- PASSAGE
════════════════════

Money can be a sticky area for a lot of couples. Most people don’t want to discuss money because they think it will lead to arguments. If you are about to get married, it is important that you have serious discussions about money before tying the knot. There’s a reason they say that money troubles are one of the biggest reasons couples get divorced. If you and your partner are on the same page, you have a much higher likelihood of having a successful marriage.
Get It All Out There
Getting married means becoming a united partnership. If there are secrets or suspicions or feelings untold it can lead to problems down the road. It is important to get everything out in the open so, at the very least, you know what you’re dealing with. Be honest and open and that includes how much debt you will or might have and how you feel about money. You can even start by discussing how your parents were with money and what they taught you about it.
You should refrain from being judgemental and critical as this does not help any situation.
Joining Your Money
If you are becoming one in body and spirit, the same should be expected with your money. It is important to combine your accounts. If you keep one area separate, this can lead to separating other areas of your life as well. Once you combine everything and work together, there is a sense of being unified.
Start Your Combined Budget
Combining accounts is a nice thing because it means you have more money you are working with. You should then put all of your income and expenses in one place and determine what you’re working with – a budget. In fact, you do not have to wait to work on your budget when you’re married. You can start while you are still engaged. If you do that then you can make adjustments as you need. After you are married, it is a good idea to look over your budget each month and adjust the necessary areas as you see fit.
You will discover as you work together that sometimes one partner is working ahead in one area than the other. For instance, if you come to the partnership with a lot of savings and the other is saddled with a lot of debt, work together. The savings can be re-distributed to pay off the debt or put immediately into an emergency fund. If you decide together how you will deal with the funds AND the debt, you will be surprised how ‘together’ it can make you feel and the closer you can become.
Men and Women ARE Different
I think even the staunchest of feminists out there would agree that there are fundamental differences between men and woman. Once you understand that some of these differences exist (with exceptions, of course), you will be able to better navigate the waters of communication with your spouse.

════════════════════

- DATA RECORDS
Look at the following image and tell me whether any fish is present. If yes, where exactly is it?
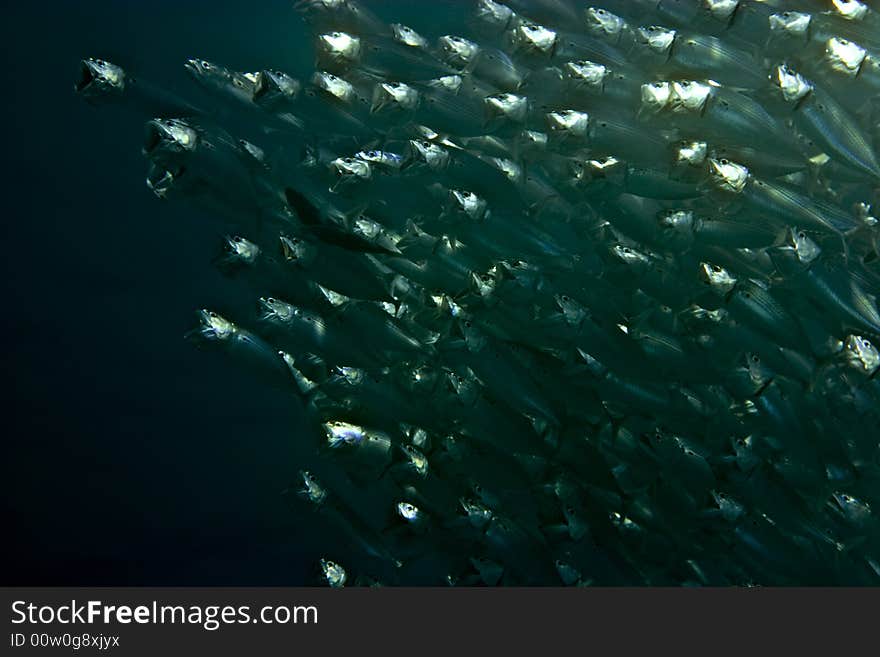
[74,0,880,588]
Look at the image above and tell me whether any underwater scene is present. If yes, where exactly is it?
[22,0,880,587]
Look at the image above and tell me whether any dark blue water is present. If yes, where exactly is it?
[2,0,326,584]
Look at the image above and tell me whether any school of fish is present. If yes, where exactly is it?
[75,0,880,587]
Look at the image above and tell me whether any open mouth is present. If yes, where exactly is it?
[254,71,272,101]
[144,121,163,154]
[75,60,95,93]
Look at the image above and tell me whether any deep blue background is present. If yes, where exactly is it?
[0,0,340,584]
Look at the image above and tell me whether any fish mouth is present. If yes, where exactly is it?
[183,58,204,77]
[74,59,95,93]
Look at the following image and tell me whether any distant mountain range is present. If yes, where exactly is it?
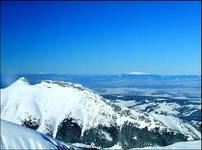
[1,78,201,149]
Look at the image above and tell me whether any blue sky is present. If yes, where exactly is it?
[1,1,201,74]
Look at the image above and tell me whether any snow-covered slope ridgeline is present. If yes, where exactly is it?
[0,119,88,150]
[1,78,201,148]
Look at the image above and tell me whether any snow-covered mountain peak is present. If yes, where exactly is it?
[1,78,199,147]
[11,77,29,86]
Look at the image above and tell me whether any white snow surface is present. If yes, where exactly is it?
[1,119,73,149]
[131,140,201,150]
[1,78,199,138]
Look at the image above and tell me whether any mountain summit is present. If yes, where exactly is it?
[1,78,200,148]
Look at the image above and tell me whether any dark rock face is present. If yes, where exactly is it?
[56,118,81,143]
[82,125,119,147]
[56,118,186,149]
[119,123,186,149]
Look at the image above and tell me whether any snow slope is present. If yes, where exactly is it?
[138,140,201,150]
[1,120,76,150]
[1,78,200,148]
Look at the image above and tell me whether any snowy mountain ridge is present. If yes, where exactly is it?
[1,78,200,147]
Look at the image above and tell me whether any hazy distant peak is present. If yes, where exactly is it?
[126,72,150,75]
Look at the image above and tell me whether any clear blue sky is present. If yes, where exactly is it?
[1,1,201,74]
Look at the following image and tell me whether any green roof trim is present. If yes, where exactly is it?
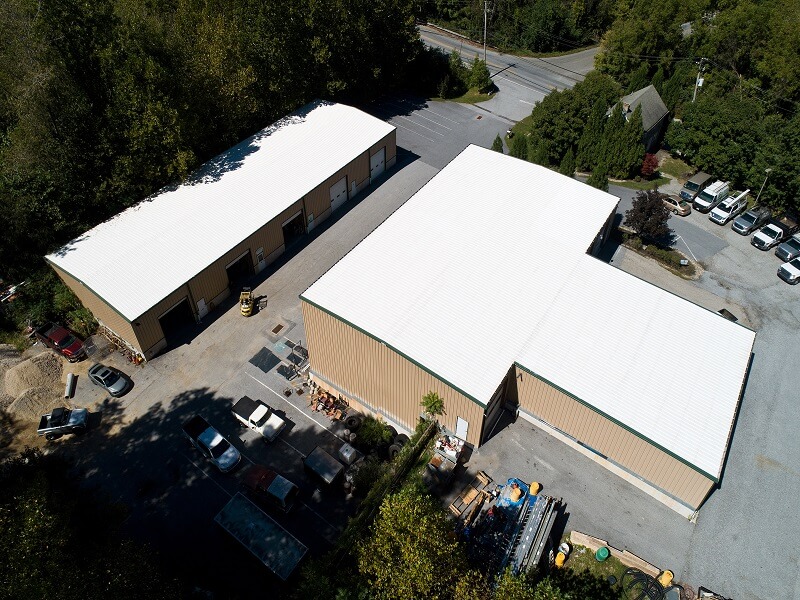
[300,294,486,410]
[514,362,719,483]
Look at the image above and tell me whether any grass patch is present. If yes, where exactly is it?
[622,233,697,279]
[444,88,494,104]
[658,156,694,181]
[564,534,627,591]
[0,331,31,352]
[609,175,671,190]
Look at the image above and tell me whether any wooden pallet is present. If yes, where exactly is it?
[449,471,493,518]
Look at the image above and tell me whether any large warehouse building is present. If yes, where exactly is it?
[301,146,755,516]
[46,101,396,359]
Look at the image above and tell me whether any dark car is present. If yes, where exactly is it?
[731,206,772,235]
[89,363,133,398]
[775,233,800,262]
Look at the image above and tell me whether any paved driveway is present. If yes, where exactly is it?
[48,91,800,600]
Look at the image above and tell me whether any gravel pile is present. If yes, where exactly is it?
[5,352,63,398]
[8,387,63,423]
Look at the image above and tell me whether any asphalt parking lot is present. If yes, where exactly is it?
[47,97,800,600]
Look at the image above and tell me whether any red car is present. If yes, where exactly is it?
[33,323,86,362]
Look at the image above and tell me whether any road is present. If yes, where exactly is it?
[419,25,598,123]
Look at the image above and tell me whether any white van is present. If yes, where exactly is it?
[694,181,730,213]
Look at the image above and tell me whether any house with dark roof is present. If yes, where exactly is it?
[620,85,669,153]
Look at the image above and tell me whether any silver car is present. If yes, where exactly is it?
[89,363,133,398]
[731,206,772,235]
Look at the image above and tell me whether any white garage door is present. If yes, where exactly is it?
[331,177,347,210]
[369,148,386,181]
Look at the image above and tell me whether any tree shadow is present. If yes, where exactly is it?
[48,388,357,598]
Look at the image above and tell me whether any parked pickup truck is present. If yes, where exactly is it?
[231,396,286,442]
[183,415,242,473]
[242,465,297,513]
[750,216,800,250]
[32,323,86,362]
[36,408,89,440]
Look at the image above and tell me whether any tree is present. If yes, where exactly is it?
[492,133,504,154]
[469,54,492,90]
[558,148,575,177]
[575,98,607,171]
[420,391,447,418]
[0,449,182,600]
[642,153,658,179]
[358,485,466,600]
[586,162,608,192]
[510,135,528,160]
[625,190,672,241]
[528,136,550,167]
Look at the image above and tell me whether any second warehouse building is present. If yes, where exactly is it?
[46,101,396,359]
[301,146,755,516]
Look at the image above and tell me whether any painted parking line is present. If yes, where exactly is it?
[246,373,347,442]
[387,102,453,131]
[396,115,445,137]
[392,123,436,143]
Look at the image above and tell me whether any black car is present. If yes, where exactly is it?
[731,206,772,235]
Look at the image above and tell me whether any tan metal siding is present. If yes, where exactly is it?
[133,285,197,358]
[50,264,141,350]
[301,301,483,446]
[516,368,714,508]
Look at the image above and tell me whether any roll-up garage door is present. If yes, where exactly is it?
[331,176,347,210]
[369,148,386,181]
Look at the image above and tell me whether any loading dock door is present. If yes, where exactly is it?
[282,210,306,248]
[225,250,253,285]
[369,148,386,181]
[158,298,197,343]
[331,176,347,210]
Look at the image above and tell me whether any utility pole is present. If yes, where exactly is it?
[756,169,772,204]
[483,0,489,63]
[692,58,705,103]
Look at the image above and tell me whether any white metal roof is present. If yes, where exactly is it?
[302,146,755,476]
[47,101,394,321]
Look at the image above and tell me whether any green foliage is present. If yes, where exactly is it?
[510,135,528,160]
[625,190,672,240]
[424,0,614,52]
[420,391,447,417]
[575,98,606,171]
[528,136,550,167]
[469,54,492,90]
[353,456,387,496]
[358,486,466,600]
[492,133,504,154]
[0,449,182,600]
[356,416,392,448]
[586,162,608,192]
[558,148,575,177]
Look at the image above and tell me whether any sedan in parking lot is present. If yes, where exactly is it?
[731,206,772,235]
[89,363,133,398]
[661,194,692,217]
[708,195,750,225]
[778,258,800,285]
[775,233,800,262]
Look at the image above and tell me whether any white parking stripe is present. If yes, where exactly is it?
[397,115,444,137]
[387,102,455,131]
[246,373,347,446]
[392,123,436,142]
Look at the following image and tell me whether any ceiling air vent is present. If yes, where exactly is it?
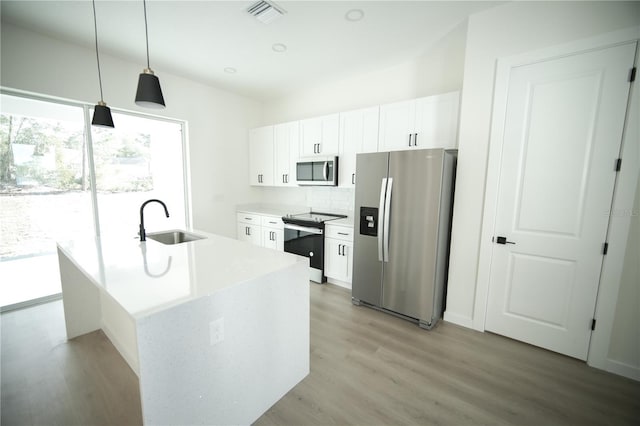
[247,1,287,24]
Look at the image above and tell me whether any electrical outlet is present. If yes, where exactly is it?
[209,317,224,346]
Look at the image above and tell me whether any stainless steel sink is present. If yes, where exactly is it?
[147,231,206,245]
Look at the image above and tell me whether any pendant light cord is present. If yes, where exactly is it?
[142,0,151,69]
[91,0,104,102]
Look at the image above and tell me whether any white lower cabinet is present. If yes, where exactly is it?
[237,213,262,246]
[324,224,353,288]
[237,212,284,251]
[262,216,284,251]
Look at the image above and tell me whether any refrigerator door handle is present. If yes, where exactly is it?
[378,178,387,262]
[382,178,393,262]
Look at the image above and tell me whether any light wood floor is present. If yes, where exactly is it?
[1,284,640,425]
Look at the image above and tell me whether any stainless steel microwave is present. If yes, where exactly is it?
[296,157,338,186]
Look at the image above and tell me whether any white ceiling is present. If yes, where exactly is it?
[0,0,499,100]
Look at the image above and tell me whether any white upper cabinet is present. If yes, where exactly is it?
[338,106,380,187]
[274,121,300,186]
[378,91,460,151]
[300,114,340,157]
[249,126,274,186]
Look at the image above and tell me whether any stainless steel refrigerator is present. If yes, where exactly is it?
[352,149,457,329]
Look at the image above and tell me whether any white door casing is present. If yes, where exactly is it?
[485,43,635,359]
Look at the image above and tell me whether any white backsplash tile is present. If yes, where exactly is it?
[307,186,354,213]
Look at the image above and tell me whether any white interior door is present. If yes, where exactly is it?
[485,43,636,359]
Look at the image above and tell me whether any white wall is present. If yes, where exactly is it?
[262,22,467,125]
[259,21,467,210]
[0,23,262,237]
[608,176,640,368]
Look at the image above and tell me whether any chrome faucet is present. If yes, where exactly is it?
[139,198,169,241]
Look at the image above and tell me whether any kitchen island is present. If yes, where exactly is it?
[58,231,309,425]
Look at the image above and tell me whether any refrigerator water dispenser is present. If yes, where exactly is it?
[360,207,378,237]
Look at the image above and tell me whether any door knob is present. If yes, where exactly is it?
[494,237,515,244]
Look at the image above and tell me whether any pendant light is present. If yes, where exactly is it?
[91,0,114,128]
[136,0,165,108]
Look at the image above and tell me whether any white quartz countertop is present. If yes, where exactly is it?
[58,231,307,317]
[236,204,311,217]
[236,204,353,227]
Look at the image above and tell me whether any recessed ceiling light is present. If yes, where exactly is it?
[344,9,364,22]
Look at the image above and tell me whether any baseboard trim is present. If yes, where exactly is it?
[443,311,482,331]
[0,293,62,313]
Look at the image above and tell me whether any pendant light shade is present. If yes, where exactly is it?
[136,0,165,109]
[91,0,115,128]
[91,101,114,127]
[136,68,165,108]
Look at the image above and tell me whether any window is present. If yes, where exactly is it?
[0,92,189,309]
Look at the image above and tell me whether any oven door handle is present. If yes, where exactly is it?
[284,223,322,235]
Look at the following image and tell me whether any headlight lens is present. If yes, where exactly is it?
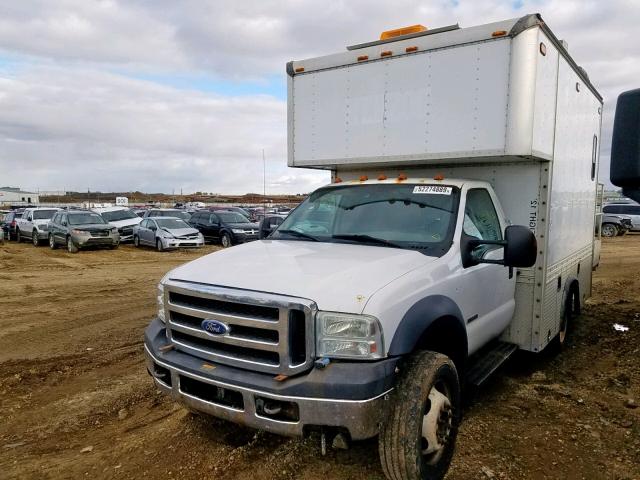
[316,312,384,360]
[156,282,166,323]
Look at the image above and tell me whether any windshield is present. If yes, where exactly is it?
[68,212,107,225]
[100,208,138,222]
[33,210,57,220]
[270,184,460,255]
[155,218,191,229]
[216,212,250,223]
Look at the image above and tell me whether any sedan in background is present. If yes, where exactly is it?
[0,209,24,241]
[189,210,259,248]
[142,208,191,222]
[133,217,204,252]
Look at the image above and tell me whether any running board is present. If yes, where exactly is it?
[467,342,518,387]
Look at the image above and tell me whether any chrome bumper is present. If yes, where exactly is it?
[145,345,391,440]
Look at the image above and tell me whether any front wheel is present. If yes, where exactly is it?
[220,232,232,248]
[67,237,78,253]
[379,351,461,480]
[602,223,618,238]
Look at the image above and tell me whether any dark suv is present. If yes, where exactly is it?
[602,203,640,232]
[49,210,120,253]
[189,210,258,248]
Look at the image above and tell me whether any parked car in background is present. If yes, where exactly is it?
[93,207,142,243]
[49,210,120,253]
[209,207,251,219]
[142,208,191,222]
[133,217,204,252]
[0,209,24,241]
[16,207,60,247]
[600,213,633,237]
[189,210,259,248]
[602,203,640,235]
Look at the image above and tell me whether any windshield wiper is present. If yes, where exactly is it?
[276,230,319,242]
[331,234,403,248]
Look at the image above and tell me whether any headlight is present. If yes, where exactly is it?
[156,282,166,323]
[316,312,384,360]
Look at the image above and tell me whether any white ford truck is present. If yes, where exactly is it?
[145,15,637,479]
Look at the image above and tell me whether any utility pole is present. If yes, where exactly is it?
[262,148,267,215]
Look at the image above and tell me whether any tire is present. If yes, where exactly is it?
[379,351,461,480]
[67,237,78,253]
[220,232,233,248]
[601,223,618,238]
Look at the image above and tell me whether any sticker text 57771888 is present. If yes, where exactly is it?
[413,185,452,195]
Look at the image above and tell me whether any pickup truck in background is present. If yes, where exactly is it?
[16,207,60,247]
[144,15,640,480]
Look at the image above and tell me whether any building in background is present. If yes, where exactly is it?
[0,187,40,206]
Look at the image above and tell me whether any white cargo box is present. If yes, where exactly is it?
[287,15,602,169]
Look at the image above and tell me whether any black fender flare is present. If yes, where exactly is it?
[560,275,581,318]
[389,295,468,355]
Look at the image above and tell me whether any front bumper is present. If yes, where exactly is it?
[71,235,120,248]
[145,320,398,440]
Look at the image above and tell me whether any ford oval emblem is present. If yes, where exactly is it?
[200,318,229,335]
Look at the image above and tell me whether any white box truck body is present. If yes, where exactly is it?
[145,15,602,479]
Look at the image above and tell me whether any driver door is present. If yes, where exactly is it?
[461,188,516,353]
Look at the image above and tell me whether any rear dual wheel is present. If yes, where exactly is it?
[379,351,461,480]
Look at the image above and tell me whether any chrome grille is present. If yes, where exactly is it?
[164,280,316,375]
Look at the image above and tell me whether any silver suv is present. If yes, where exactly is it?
[49,210,120,253]
[16,207,60,247]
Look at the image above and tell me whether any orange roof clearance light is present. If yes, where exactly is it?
[380,25,427,40]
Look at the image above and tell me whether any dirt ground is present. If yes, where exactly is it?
[0,235,640,480]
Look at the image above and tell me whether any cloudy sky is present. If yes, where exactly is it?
[0,0,640,193]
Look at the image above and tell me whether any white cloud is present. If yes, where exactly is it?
[0,0,640,193]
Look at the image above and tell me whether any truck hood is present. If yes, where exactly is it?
[167,240,437,313]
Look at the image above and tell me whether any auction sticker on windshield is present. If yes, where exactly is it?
[413,185,452,195]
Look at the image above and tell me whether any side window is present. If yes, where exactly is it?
[462,188,502,240]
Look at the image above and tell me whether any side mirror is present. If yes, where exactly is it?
[460,225,538,268]
[609,88,640,202]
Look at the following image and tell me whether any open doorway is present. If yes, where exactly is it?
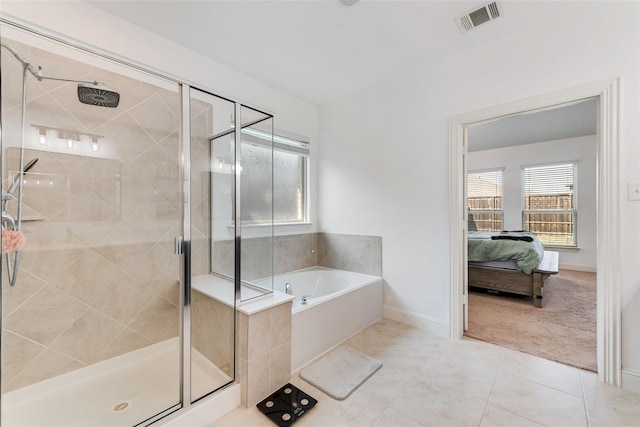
[449,79,621,385]
[465,97,598,372]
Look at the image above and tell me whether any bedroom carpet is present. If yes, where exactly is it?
[465,270,597,372]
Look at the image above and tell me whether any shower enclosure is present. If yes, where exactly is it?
[0,21,273,426]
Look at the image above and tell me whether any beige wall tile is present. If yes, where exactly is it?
[50,309,124,364]
[2,329,46,393]
[269,341,291,392]
[247,353,272,406]
[247,310,271,362]
[7,350,86,391]
[3,285,88,345]
[128,296,178,342]
[269,302,291,348]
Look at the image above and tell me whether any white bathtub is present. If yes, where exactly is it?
[273,267,382,372]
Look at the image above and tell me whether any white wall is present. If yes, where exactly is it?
[467,135,597,271]
[0,0,318,233]
[319,2,640,382]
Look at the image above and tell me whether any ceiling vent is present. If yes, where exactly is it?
[456,1,502,33]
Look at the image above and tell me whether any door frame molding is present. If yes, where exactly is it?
[449,78,622,386]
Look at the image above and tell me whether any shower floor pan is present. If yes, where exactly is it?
[2,338,231,427]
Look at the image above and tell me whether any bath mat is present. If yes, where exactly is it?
[256,384,318,427]
[300,346,382,400]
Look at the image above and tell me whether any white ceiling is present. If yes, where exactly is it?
[467,98,598,151]
[86,0,515,105]
[85,0,595,149]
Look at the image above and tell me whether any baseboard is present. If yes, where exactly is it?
[622,369,640,393]
[382,305,449,336]
[558,263,596,273]
[159,383,240,427]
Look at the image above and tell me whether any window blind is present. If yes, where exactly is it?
[467,169,502,231]
[522,163,577,246]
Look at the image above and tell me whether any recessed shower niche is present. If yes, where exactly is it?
[0,21,272,426]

════════════════════

- PROBLEMS AND TASKS
1. In the article on money and marriage, when can a couple start working on their combined budget?
2. Continue the article on money and marriage from the point where it stops.

- RESULTS FOR THE EXERCISE
1. While they are still engaged.

2.
Men tend to be bigger risk takers than women. This can translate to not saving very much for emergencies. Men also look at money as part of their identity so if there are money troubles they tend to internalise them and may even struggle with their self-esteem.
Women, however, tend to look at money as security. They will save more than men, generally, because they understand that there are sometimes unforeseen circumstances that occur that will require the use of those saved funds. Women also tend to have a fear about money.
Oftentimes, opposites are attracted to each other. For instance, a saver might be attracted to a risk taker. This can be a great thing because we all have things we need to learn from each other! The problem may develop if there is no real communication between the two parties and no respect for the other view point.
If there is mutual respect and a desire to learn from and even assimilate characteristics from your partner, you will be able to learn together and grow together.
You Are Partners
Many couples will say, “But she just won’t listen to me!” You are a partnership. Marriage isn’t easy and it takes compromise, mutual respect and understanding from both partners. If you are the ‘good’ one with money in the relationship, have patience and try to explain to your spouse how you have learned to manage money so well through the years. The last thing you want to do is keep your money separate and let the other do as they will with ‘his’ or ‘her’ money. This will only lead to problems down the road.
It is important that you are patient and kind to each other as you travel down this marital road together. No marriage is perfect. And, no individual is perfect. There will inevitably be difficulties but if you are committed to remain united, you will be able to weather any storm, financial or otherwise.
Your Relationship Is Priority #1
Money can be very stressful but after all, it is just money. Your relationship should take priority over everything, including money. Just be sure that you are both in agreement about money and about how to manage it. This is where people get into trouble so if you are able to head that off in the beginning, you will be much better off.
If you decide to work together in all aspects, you will have a stronger marital life and a brighter future for yourselves and your family. It would be nice to be able to set the stage now for yourself and for your posterity. Your future children will thank you for getting your ‘financial house’ in place before they are even there.
Successful marriages are built on these principles and these marriages tend to be the ones that are happier and they also have more wealth. Wouldn’t it be nice to have both?